- **Exercise**: Pick out every line in the items below that contains the word "yellow" and copy each of those lines.

- **Coordinate labeling data**:

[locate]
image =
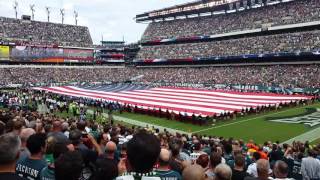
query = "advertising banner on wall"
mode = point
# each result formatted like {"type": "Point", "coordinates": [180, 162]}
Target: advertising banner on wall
{"type": "Point", "coordinates": [78, 55]}
{"type": "Point", "coordinates": [36, 54]}
{"type": "Point", "coordinates": [4, 53]}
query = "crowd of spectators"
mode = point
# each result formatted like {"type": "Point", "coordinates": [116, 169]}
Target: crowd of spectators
{"type": "Point", "coordinates": [45, 146]}
{"type": "Point", "coordinates": [43, 33]}
{"type": "Point", "coordinates": [287, 76]}
{"type": "Point", "coordinates": [287, 42]}
{"type": "Point", "coordinates": [298, 11]}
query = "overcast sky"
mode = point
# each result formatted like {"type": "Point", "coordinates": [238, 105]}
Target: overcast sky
{"type": "Point", "coordinates": [111, 18]}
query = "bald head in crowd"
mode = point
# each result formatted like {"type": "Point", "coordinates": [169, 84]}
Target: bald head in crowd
{"type": "Point", "coordinates": [280, 170]}
{"type": "Point", "coordinates": [111, 148]}
{"type": "Point", "coordinates": [263, 167]}
{"type": "Point", "coordinates": [57, 126]}
{"type": "Point", "coordinates": [164, 157]}
{"type": "Point", "coordinates": [193, 172]}
{"type": "Point", "coordinates": [25, 134]}
{"type": "Point", "coordinates": [223, 172]}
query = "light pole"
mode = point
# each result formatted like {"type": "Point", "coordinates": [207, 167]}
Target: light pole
{"type": "Point", "coordinates": [76, 17]}
{"type": "Point", "coordinates": [15, 7]}
{"type": "Point", "coordinates": [62, 15]}
{"type": "Point", "coordinates": [32, 10]}
{"type": "Point", "coordinates": [48, 13]}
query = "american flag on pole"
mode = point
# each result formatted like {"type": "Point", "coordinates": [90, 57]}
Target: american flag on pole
{"type": "Point", "coordinates": [184, 100]}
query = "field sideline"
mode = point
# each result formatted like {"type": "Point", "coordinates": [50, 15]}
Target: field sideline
{"type": "Point", "coordinates": [250, 127]}
{"type": "Point", "coordinates": [255, 127]}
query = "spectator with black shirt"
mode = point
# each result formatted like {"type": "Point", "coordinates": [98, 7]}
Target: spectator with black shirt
{"type": "Point", "coordinates": [89, 156]}
{"type": "Point", "coordinates": [30, 167]}
{"type": "Point", "coordinates": [69, 166]}
{"type": "Point", "coordinates": [280, 170]}
{"type": "Point", "coordinates": [9, 154]}
{"type": "Point", "coordinates": [48, 173]}
{"type": "Point", "coordinates": [143, 151]}
{"type": "Point", "coordinates": [238, 172]}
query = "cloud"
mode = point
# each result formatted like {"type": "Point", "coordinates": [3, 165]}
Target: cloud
{"type": "Point", "coordinates": [112, 18]}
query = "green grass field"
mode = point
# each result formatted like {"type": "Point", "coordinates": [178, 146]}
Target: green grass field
{"type": "Point", "coordinates": [255, 127]}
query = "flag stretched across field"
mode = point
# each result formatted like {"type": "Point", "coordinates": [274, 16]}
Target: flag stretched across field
{"type": "Point", "coordinates": [190, 101]}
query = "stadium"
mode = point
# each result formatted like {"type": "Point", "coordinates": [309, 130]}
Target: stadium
{"type": "Point", "coordinates": [214, 89]}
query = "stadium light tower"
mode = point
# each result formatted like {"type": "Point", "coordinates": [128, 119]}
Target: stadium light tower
{"type": "Point", "coordinates": [75, 17]}
{"type": "Point", "coordinates": [15, 7]}
{"type": "Point", "coordinates": [48, 13]}
{"type": "Point", "coordinates": [32, 10]}
{"type": "Point", "coordinates": [62, 15]}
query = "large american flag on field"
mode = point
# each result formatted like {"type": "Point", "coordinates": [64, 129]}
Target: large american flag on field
{"type": "Point", "coordinates": [184, 100]}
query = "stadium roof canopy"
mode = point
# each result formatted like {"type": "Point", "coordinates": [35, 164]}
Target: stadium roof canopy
{"type": "Point", "coordinates": [198, 7]}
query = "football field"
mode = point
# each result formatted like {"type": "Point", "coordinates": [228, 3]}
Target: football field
{"type": "Point", "coordinates": [259, 127]}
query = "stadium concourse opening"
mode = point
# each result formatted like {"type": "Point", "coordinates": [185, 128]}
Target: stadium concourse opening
{"type": "Point", "coordinates": [213, 90]}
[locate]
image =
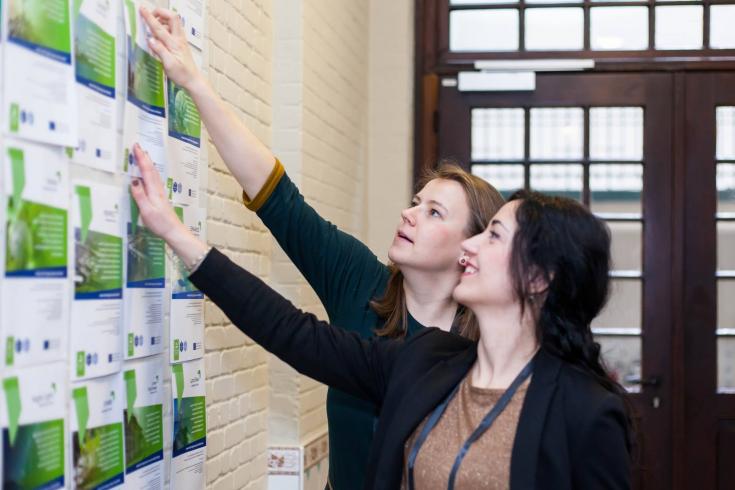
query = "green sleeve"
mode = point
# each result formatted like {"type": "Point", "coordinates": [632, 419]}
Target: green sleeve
{"type": "Point", "coordinates": [345, 274]}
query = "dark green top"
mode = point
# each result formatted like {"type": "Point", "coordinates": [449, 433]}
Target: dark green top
{"type": "Point", "coordinates": [345, 275]}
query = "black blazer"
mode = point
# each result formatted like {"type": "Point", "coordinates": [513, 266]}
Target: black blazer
{"type": "Point", "coordinates": [571, 432]}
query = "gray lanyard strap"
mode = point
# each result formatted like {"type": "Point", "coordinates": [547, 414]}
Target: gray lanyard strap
{"type": "Point", "coordinates": [485, 424]}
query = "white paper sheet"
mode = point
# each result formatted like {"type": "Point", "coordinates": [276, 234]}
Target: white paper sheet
{"type": "Point", "coordinates": [34, 288]}
{"type": "Point", "coordinates": [97, 227]}
{"type": "Point", "coordinates": [144, 423]}
{"type": "Point", "coordinates": [189, 425]}
{"type": "Point", "coordinates": [40, 101]}
{"type": "Point", "coordinates": [96, 74]}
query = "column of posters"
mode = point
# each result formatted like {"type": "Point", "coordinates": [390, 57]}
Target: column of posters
{"type": "Point", "coordinates": [95, 54]}
{"type": "Point", "coordinates": [95, 342]}
{"type": "Point", "coordinates": [144, 423]}
{"type": "Point", "coordinates": [189, 425]}
{"type": "Point", "coordinates": [34, 305]}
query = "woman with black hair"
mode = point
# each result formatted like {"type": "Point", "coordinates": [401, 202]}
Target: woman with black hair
{"type": "Point", "coordinates": [529, 405]}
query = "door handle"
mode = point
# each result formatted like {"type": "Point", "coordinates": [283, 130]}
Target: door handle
{"type": "Point", "coordinates": [652, 381]}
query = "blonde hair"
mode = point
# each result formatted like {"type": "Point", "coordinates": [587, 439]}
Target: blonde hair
{"type": "Point", "coordinates": [484, 201]}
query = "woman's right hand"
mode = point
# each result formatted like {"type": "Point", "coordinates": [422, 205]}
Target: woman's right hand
{"type": "Point", "coordinates": [168, 42]}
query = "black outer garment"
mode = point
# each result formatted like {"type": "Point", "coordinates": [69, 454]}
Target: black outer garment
{"type": "Point", "coordinates": [345, 275]}
{"type": "Point", "coordinates": [571, 432]}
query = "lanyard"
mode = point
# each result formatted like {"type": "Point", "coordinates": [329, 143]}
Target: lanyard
{"type": "Point", "coordinates": [485, 424]}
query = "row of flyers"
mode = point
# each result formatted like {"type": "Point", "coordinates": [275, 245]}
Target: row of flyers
{"type": "Point", "coordinates": [63, 83]}
{"type": "Point", "coordinates": [111, 436]}
{"type": "Point", "coordinates": [110, 303]}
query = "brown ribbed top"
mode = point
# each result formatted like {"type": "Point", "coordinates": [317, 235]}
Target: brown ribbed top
{"type": "Point", "coordinates": [487, 464]}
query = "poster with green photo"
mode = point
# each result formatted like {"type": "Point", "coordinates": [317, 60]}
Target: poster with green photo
{"type": "Point", "coordinates": [143, 421]}
{"type": "Point", "coordinates": [33, 425]}
{"type": "Point", "coordinates": [96, 435]}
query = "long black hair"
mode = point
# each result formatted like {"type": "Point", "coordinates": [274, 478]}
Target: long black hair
{"type": "Point", "coordinates": [561, 244]}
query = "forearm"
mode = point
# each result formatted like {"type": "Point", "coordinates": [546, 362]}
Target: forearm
{"type": "Point", "coordinates": [249, 160]}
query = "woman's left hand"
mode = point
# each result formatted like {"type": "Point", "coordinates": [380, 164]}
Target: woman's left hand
{"type": "Point", "coordinates": [156, 211]}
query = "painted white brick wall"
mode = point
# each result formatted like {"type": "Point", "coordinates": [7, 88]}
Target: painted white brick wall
{"type": "Point", "coordinates": [239, 48]}
{"type": "Point", "coordinates": [301, 74]}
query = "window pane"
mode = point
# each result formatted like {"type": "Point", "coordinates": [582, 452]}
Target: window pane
{"type": "Point", "coordinates": [498, 134]}
{"type": "Point", "coordinates": [725, 303]}
{"type": "Point", "coordinates": [616, 133]}
{"type": "Point", "coordinates": [616, 188]}
{"type": "Point", "coordinates": [554, 29]}
{"type": "Point", "coordinates": [679, 27]}
{"type": "Point", "coordinates": [559, 180]}
{"type": "Point", "coordinates": [726, 364]}
{"type": "Point", "coordinates": [505, 178]}
{"type": "Point", "coordinates": [626, 248]}
{"type": "Point", "coordinates": [725, 133]}
{"type": "Point", "coordinates": [623, 309]}
{"type": "Point", "coordinates": [622, 357]}
{"type": "Point", "coordinates": [726, 246]}
{"type": "Point", "coordinates": [721, 32]}
{"type": "Point", "coordinates": [483, 30]}
{"type": "Point", "coordinates": [726, 188]}
{"type": "Point", "coordinates": [557, 134]}
{"type": "Point", "coordinates": [621, 28]}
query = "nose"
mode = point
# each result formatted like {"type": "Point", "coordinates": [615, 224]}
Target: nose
{"type": "Point", "coordinates": [469, 246]}
{"type": "Point", "coordinates": [408, 216]}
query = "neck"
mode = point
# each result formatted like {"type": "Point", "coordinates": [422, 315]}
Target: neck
{"type": "Point", "coordinates": [429, 298]}
{"type": "Point", "coordinates": [506, 345]}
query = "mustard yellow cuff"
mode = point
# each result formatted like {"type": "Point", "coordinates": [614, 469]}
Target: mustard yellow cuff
{"type": "Point", "coordinates": [267, 189]}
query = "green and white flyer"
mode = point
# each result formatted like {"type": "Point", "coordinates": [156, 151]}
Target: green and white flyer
{"type": "Point", "coordinates": [40, 101]}
{"type": "Point", "coordinates": [32, 417]}
{"type": "Point", "coordinates": [34, 300]}
{"type": "Point", "coordinates": [189, 451]}
{"type": "Point", "coordinates": [96, 314]}
{"type": "Point", "coordinates": [184, 145]}
{"type": "Point", "coordinates": [186, 332]}
{"type": "Point", "coordinates": [143, 421]}
{"type": "Point", "coordinates": [145, 108]}
{"type": "Point", "coordinates": [94, 44]}
{"type": "Point", "coordinates": [192, 17]}
{"type": "Point", "coordinates": [145, 287]}
{"type": "Point", "coordinates": [96, 437]}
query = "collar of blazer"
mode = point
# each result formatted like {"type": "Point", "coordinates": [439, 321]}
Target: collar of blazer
{"type": "Point", "coordinates": [431, 388]}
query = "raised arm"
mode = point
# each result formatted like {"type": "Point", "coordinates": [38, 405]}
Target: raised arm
{"type": "Point", "coordinates": [249, 160]}
{"type": "Point", "coordinates": [328, 354]}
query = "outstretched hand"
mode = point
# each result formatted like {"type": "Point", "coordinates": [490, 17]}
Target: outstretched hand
{"type": "Point", "coordinates": [168, 42]}
{"type": "Point", "coordinates": [155, 210]}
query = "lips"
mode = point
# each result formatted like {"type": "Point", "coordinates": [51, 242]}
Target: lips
{"type": "Point", "coordinates": [404, 237]}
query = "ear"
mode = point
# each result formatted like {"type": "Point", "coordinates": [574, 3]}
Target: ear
{"type": "Point", "coordinates": [538, 283]}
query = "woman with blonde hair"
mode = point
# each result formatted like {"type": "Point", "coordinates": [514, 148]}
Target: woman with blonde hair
{"type": "Point", "coordinates": [527, 405]}
{"type": "Point", "coordinates": [358, 292]}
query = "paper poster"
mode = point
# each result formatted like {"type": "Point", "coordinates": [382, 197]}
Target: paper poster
{"type": "Point", "coordinates": [96, 435]}
{"type": "Point", "coordinates": [95, 54]}
{"type": "Point", "coordinates": [144, 423]}
{"type": "Point", "coordinates": [187, 302]}
{"type": "Point", "coordinates": [145, 288]}
{"type": "Point", "coordinates": [40, 101]}
{"type": "Point", "coordinates": [96, 341]}
{"type": "Point", "coordinates": [190, 425]}
{"type": "Point", "coordinates": [34, 289]}
{"type": "Point", "coordinates": [32, 417]}
{"type": "Point", "coordinates": [192, 18]}
{"type": "Point", "coordinates": [184, 145]}
{"type": "Point", "coordinates": [145, 109]}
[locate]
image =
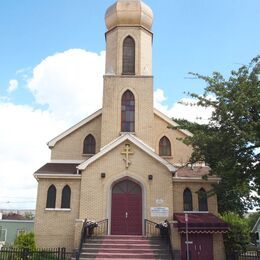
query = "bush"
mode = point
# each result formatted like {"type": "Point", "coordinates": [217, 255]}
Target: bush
{"type": "Point", "coordinates": [238, 236]}
{"type": "Point", "coordinates": [25, 241]}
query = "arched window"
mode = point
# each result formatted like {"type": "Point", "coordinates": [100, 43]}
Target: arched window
{"type": "Point", "coordinates": [187, 200]}
{"type": "Point", "coordinates": [128, 112]}
{"type": "Point", "coordinates": [51, 197]}
{"type": "Point", "coordinates": [65, 199]}
{"type": "Point", "coordinates": [129, 56]}
{"type": "Point", "coordinates": [89, 145]}
{"type": "Point", "coordinates": [164, 147]}
{"type": "Point", "coordinates": [203, 201]}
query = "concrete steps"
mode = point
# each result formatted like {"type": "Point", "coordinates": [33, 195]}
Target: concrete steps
{"type": "Point", "coordinates": [124, 247]}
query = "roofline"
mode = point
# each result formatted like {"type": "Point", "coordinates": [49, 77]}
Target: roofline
{"type": "Point", "coordinates": [52, 142]}
{"type": "Point", "coordinates": [38, 176]}
{"type": "Point", "coordinates": [171, 122]}
{"type": "Point", "coordinates": [256, 224]}
{"type": "Point", "coordinates": [195, 179]}
{"type": "Point", "coordinates": [121, 139]}
{"type": "Point", "coordinates": [17, 220]}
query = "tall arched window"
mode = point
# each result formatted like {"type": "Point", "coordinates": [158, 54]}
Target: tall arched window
{"type": "Point", "coordinates": [164, 147]}
{"type": "Point", "coordinates": [187, 200]}
{"type": "Point", "coordinates": [51, 197]}
{"type": "Point", "coordinates": [89, 145]}
{"type": "Point", "coordinates": [129, 56]}
{"type": "Point", "coordinates": [65, 199]}
{"type": "Point", "coordinates": [203, 200]}
{"type": "Point", "coordinates": [128, 112]}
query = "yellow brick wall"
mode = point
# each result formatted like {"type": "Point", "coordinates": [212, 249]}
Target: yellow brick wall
{"type": "Point", "coordinates": [71, 146]}
{"type": "Point", "coordinates": [180, 152]}
{"type": "Point", "coordinates": [143, 50]}
{"type": "Point", "coordinates": [56, 228]}
{"type": "Point", "coordinates": [194, 186]}
{"type": "Point", "coordinates": [96, 192]}
{"type": "Point", "coordinates": [114, 87]}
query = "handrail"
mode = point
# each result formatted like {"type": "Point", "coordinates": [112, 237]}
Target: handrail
{"type": "Point", "coordinates": [91, 228]}
{"type": "Point", "coordinates": [150, 229]}
{"type": "Point", "coordinates": [153, 229]}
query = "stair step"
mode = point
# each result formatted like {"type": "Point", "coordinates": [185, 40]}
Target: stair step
{"type": "Point", "coordinates": [124, 256]}
{"type": "Point", "coordinates": [127, 246]}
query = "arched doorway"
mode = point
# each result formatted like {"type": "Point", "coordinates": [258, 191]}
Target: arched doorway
{"type": "Point", "coordinates": [126, 210]}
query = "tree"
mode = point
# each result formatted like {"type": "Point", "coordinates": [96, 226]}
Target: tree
{"type": "Point", "coordinates": [230, 142]}
{"type": "Point", "coordinates": [25, 241]}
{"type": "Point", "coordinates": [238, 236]}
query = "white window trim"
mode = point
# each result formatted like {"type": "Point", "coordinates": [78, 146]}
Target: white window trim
{"type": "Point", "coordinates": [58, 209]}
{"type": "Point", "coordinates": [4, 235]}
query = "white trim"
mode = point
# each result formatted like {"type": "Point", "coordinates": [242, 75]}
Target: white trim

- **Written reply**:
query = "mustard yellow cuff"
Target: mustard yellow cuff
query = "yellow brick wall"
Target: yellow brick wall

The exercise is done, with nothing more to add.